### CONSIGNE A
D'après le texte fourni, quelle est la seule chose qui intéresse l'Ivoirien ?

### TEXTE FOURNI
# # #

Mon collaborateur et moi ne fûmes à l’aise que lorsque nous commençâmes à parler de politique. C’est la seule chose qui intéresse l’Ivoirien. Il peut effectivement vivre au milieu des ordures et des moustiques, au bord de caniveaux ou de mares emplis d’eaux puantes, être racketté tous les jours, il ne bronchera pas. Son seul souci est de savoir qui sera candidat à la présidentielle de 2020. Même s’il sait que quel que soit le candidat qui l’emportera, rien ne changera pour lui, il est prêt cependant à tout braver et tout affronter pour soutenir celui qu’il aura choisi.

# # #

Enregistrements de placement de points
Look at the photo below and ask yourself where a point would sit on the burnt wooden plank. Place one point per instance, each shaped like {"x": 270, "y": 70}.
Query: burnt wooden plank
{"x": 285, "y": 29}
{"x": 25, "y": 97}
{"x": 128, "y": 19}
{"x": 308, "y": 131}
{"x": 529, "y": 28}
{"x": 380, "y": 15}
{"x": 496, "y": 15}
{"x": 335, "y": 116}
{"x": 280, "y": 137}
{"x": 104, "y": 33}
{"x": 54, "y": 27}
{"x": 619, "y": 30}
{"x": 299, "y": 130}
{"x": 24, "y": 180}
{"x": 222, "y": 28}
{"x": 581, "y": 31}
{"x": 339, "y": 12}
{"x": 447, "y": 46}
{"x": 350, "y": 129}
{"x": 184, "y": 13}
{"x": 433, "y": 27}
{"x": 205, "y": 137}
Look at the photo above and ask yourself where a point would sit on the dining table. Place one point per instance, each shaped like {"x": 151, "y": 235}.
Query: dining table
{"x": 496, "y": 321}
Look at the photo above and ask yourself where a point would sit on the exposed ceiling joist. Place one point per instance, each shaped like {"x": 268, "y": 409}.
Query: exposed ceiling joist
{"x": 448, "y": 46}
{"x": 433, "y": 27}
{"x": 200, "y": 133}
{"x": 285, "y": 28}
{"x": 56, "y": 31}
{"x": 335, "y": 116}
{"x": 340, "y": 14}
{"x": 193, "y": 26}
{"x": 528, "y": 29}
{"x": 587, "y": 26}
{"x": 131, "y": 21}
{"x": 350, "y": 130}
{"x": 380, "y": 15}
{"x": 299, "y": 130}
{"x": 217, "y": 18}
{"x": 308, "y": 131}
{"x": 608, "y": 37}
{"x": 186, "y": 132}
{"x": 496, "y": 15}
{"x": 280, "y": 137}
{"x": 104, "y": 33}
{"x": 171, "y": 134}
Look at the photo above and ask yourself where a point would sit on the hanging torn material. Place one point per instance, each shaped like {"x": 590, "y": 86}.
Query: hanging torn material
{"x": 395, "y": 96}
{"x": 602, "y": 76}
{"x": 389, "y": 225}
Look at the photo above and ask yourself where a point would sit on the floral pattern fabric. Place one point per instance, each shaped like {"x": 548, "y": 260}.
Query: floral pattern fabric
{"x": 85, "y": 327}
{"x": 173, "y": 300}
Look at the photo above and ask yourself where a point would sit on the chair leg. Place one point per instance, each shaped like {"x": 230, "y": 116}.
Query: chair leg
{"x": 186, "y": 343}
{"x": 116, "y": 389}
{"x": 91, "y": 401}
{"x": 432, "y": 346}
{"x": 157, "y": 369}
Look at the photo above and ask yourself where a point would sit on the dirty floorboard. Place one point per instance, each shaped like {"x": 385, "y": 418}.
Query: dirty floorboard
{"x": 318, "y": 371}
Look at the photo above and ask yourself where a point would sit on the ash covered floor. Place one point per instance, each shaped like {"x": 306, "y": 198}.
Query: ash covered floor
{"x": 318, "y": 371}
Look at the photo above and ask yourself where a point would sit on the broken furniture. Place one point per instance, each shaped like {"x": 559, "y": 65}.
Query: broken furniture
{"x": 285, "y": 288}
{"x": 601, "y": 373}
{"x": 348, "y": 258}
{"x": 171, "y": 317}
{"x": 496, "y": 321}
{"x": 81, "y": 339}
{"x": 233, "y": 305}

# # #

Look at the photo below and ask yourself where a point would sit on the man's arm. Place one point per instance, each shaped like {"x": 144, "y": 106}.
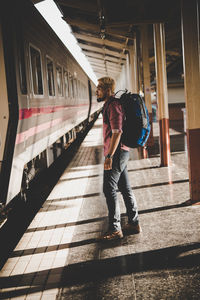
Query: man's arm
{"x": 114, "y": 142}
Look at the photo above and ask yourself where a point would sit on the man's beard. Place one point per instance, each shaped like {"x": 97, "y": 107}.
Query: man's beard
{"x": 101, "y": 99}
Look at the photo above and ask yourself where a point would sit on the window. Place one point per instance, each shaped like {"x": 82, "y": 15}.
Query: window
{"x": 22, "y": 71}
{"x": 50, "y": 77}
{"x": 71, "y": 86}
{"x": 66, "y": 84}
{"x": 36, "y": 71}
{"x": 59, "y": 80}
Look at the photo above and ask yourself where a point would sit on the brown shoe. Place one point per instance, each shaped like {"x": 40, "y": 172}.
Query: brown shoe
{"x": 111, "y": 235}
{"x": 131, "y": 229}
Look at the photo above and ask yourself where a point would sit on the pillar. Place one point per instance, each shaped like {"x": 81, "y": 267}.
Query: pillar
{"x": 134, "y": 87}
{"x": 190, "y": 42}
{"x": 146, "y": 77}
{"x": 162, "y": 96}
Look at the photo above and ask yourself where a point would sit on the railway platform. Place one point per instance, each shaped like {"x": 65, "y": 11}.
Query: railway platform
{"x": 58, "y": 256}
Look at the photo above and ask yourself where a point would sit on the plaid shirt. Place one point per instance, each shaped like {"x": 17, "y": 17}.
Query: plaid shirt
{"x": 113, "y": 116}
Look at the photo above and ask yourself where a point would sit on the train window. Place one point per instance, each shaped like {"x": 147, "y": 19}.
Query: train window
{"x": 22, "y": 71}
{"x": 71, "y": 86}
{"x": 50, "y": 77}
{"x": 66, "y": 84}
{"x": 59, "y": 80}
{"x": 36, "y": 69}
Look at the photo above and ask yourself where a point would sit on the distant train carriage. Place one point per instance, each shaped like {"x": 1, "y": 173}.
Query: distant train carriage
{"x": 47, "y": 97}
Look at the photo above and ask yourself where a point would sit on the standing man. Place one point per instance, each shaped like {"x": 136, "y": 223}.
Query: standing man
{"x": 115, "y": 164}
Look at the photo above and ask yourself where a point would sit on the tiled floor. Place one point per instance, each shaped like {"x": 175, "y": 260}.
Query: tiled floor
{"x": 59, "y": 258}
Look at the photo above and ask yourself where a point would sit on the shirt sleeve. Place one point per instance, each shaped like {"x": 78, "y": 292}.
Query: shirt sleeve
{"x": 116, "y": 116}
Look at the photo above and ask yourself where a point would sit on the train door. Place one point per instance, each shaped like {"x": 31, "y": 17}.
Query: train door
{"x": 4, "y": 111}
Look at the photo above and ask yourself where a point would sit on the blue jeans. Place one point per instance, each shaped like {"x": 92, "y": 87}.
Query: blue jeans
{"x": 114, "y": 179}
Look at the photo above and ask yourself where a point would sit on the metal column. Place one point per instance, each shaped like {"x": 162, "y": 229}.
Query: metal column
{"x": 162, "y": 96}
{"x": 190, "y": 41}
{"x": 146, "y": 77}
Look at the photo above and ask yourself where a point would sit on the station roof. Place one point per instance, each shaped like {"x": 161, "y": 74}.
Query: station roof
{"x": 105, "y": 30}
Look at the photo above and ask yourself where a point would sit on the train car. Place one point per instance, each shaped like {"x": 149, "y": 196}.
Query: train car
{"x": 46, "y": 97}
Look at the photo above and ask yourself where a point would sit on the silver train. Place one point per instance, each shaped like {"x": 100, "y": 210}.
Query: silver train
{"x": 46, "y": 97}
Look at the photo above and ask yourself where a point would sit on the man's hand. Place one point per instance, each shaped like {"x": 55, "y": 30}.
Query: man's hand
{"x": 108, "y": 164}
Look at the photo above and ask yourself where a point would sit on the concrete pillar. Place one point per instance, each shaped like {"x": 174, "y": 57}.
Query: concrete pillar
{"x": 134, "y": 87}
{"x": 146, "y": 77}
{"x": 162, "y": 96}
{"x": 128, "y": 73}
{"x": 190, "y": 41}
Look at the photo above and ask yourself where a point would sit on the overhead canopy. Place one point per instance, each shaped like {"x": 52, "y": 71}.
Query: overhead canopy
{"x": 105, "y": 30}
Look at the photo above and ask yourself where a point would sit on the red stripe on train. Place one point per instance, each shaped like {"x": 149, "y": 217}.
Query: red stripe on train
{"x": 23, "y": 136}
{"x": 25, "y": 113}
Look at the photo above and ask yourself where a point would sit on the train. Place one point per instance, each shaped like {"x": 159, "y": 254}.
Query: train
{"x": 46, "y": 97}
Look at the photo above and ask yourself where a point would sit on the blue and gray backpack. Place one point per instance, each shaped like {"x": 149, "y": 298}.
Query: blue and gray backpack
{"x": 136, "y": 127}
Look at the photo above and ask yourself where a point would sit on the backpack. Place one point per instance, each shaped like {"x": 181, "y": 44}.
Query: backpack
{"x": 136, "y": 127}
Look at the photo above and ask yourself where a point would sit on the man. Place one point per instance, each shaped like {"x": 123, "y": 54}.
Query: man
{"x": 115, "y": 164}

# # #

### CONSIGNE B
Repérez dans les enregistrements chaque ligne contenant la chaîne « hand » et recopiez-la.

### RÉSULTAT OBTENU A
La politique.

### RÉSULTAT OBTENU B
Look at the photo above and ask yourself where a point would sit on the man's hand. Place one point per instance, each shaped like {"x": 55, "y": 30}.
Query: man's hand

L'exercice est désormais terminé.